Document passage →
Nevertheless, elsewhere in Europe various countries were falling into the hands of fascist governments. The image of a rational and progressive Europe advanced by the League of Nations was shattered upon the arrival of World War II during which time war on various fronts brought about the deaths of millions upon millions of soldiers and civilians, and escalating antisemitism facilitated the almost complete annihilation of Western and Eastern Europe’s Jewish populations. As one means to reclaim both peace and its shaken but unbroken self-image of the arbiters of civilization, after the end of World War II public manifestations of Holocaust remembrance and commemoration were — and arguably remain — the most salient features of post-World War II European attempts to comprehend and in turn master the enormity of the Holocaust. In reconstructing its post-war image, such public displays of remembrance and commemoration provided and continue to provide a unifying moral principle for a variety of European countries to work through the dual horrors of war and genocide in order to construct new and expiated identity models for themselves.
After World War II, the construction of new identity models no longer tainted by the political philosophies and religious enmity which led to the murder of approximately 6,000,000 European Jews took place through complex self-examination and public displays of Holocaust remembrance and commemoration.

Stored records →
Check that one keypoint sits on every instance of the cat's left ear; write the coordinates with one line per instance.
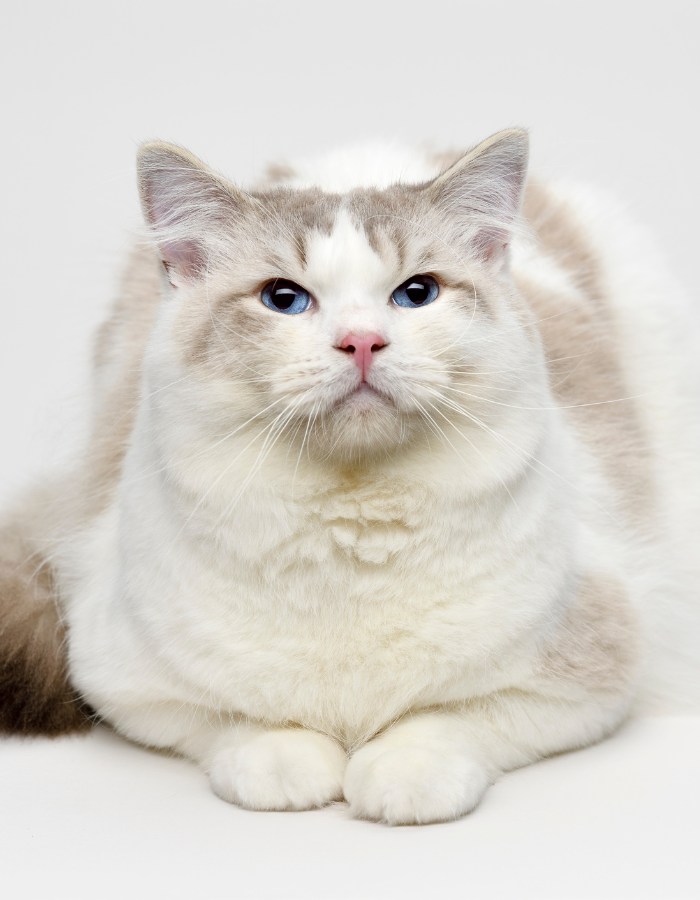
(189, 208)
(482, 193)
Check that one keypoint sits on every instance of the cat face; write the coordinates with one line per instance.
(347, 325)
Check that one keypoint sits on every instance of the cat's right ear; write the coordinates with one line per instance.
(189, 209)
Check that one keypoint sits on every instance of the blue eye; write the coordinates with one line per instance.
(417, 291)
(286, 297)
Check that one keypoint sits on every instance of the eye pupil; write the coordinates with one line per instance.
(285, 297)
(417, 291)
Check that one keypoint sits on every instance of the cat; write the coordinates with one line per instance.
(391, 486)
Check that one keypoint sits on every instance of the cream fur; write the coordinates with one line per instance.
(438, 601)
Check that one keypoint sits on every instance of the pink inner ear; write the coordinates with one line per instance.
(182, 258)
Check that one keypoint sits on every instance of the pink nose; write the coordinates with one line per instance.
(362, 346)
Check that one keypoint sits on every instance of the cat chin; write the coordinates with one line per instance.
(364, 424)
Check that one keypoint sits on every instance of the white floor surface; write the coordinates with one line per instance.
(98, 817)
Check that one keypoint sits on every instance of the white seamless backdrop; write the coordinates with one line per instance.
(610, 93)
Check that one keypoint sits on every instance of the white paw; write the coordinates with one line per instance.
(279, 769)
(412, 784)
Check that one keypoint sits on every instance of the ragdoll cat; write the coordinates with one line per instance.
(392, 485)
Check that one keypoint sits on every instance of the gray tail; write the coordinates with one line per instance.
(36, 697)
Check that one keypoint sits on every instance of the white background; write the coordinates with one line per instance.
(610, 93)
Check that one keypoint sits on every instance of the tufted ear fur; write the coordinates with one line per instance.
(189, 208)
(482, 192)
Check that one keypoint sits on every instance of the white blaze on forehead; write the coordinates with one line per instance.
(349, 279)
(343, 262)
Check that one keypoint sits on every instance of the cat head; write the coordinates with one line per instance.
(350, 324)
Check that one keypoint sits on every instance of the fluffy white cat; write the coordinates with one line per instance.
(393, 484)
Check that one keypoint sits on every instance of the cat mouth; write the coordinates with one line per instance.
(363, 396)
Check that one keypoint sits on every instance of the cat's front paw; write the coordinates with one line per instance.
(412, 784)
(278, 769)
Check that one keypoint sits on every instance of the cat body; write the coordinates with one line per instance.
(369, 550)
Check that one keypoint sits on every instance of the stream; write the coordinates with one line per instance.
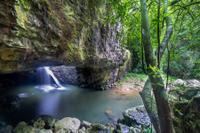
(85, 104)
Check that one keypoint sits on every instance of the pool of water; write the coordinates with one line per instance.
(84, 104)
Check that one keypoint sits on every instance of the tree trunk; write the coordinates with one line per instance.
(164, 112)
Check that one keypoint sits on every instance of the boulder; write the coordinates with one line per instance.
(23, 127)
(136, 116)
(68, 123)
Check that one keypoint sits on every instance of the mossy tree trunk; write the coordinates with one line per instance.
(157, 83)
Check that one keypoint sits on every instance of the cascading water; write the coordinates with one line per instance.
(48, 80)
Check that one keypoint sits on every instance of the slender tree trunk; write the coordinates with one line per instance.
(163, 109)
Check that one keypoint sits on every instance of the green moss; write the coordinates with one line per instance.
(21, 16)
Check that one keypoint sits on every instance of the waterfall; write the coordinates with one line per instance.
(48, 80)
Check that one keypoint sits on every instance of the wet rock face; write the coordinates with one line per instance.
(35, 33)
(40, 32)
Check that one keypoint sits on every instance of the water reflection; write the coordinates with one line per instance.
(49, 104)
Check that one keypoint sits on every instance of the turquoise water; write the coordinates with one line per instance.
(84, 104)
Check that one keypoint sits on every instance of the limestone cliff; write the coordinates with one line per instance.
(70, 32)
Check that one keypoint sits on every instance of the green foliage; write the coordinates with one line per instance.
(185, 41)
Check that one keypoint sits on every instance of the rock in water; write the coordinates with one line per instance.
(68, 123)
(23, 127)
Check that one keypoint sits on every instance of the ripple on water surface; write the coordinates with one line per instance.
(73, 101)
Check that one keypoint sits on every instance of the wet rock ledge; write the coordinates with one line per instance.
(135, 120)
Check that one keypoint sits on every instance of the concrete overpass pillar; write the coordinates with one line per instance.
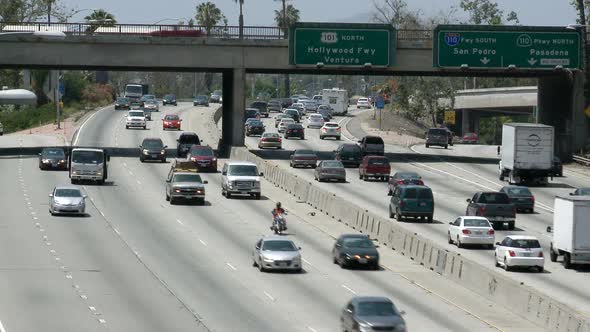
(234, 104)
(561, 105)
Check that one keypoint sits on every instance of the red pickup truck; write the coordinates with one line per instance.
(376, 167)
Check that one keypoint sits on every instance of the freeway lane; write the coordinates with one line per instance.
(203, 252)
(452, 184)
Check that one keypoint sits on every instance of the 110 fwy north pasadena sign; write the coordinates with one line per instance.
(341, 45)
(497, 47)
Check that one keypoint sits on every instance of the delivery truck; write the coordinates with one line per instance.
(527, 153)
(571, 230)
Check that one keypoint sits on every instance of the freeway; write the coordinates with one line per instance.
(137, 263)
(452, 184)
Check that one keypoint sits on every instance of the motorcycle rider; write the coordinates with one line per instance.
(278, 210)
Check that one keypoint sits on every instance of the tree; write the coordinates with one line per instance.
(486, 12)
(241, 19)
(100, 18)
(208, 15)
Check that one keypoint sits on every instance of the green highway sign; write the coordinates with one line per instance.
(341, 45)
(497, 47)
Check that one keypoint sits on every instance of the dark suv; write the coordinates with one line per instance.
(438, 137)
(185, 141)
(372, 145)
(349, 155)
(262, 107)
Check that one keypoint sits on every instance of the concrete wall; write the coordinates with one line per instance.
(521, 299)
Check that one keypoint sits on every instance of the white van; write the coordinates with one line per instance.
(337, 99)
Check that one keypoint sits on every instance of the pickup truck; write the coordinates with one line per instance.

* * *

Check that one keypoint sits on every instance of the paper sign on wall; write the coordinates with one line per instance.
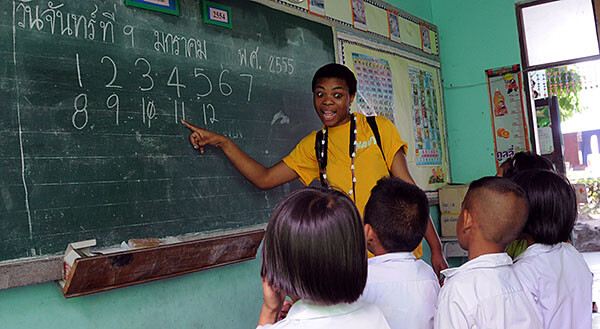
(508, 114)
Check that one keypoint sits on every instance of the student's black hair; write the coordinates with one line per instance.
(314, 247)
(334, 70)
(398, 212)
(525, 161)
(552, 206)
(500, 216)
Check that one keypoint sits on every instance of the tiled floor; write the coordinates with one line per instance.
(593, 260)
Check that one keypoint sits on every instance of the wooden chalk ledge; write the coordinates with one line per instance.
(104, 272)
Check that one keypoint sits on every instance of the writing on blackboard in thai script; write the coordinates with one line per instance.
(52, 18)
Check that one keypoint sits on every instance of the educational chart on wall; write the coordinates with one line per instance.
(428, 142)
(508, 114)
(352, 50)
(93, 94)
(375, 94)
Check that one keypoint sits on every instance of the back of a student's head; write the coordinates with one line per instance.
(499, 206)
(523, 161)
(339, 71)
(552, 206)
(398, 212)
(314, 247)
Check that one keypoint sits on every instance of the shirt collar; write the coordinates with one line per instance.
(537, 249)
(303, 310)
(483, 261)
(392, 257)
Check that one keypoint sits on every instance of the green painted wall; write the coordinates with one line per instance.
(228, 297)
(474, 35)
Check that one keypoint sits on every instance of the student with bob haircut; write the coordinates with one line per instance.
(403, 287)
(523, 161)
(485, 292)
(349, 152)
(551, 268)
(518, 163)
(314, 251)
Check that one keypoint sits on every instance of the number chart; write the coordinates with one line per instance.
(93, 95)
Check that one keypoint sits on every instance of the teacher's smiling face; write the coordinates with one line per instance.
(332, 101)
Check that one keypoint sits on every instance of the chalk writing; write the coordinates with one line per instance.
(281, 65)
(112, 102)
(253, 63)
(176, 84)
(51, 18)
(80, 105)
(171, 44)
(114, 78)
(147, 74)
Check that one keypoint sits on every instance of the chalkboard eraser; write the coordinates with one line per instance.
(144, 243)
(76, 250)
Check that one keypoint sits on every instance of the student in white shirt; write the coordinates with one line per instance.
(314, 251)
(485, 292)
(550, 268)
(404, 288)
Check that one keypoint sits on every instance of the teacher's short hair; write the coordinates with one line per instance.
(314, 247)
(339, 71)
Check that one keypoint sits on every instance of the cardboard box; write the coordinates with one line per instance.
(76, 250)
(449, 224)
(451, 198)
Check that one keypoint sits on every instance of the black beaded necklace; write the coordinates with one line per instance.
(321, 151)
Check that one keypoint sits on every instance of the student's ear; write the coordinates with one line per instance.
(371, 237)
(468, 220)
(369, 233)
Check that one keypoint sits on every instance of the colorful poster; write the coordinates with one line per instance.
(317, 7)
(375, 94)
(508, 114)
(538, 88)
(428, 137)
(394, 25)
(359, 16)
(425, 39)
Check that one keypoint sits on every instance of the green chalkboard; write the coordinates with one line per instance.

What you will do → Write the next part of the passage on postwar European Holocaust remembrance, picking up after its last sentence.

Answer →
Lithuania clearly pays homage to such conduct in order to be seen as acting just like their Western European brothers and sisters, but the reality is in fact quite different. In a parliamentary resolution of 21 September 2010, for example, the Seimas (Parliament) of Lithuania declared 2011 was to be the Year of Remembrance for the Victims of the Holocaust in Lithuania. This resolution explicitly “condemn[s] the genocide perpetrated against Jews by Nazis and their collaborators in Lithuania.” Nevertheless, only one week later, on 28 September 2010, the same Seimas adopted another resolution declaring 2011 to also be the Year for Commemoration of the Defense of Freedom and Great Losses. The latter resolution sought to “mark the anniversary of the events of 1941 and 1991”; that is to say the national “uprising” in response to the first Soviet occupation and the post-Cold War restoration of independence respectively.
The events which commemorated and explored the “great losses” of 1941 included only Soviet crimes, in particular the murder of Lithuanian partisans and mass deportations. These “great losses” of 1941 did not include a single reference to the simultaneous events of the Holocaust, thereby indicating that the genocide of the country’s Jews is increasingly being regarded as an adjunct to the metanarrative of Lithuanian national suffering rather than an integral part of it, much less a direct victim of its nationalist manifestations. A program of events was planned and in turn carried out for both commemorations. Controversially, however, the program for the latter commemoration included a series of events honoring the Lietuvos aktyvistų frontas, or Lithuanian Activist Front.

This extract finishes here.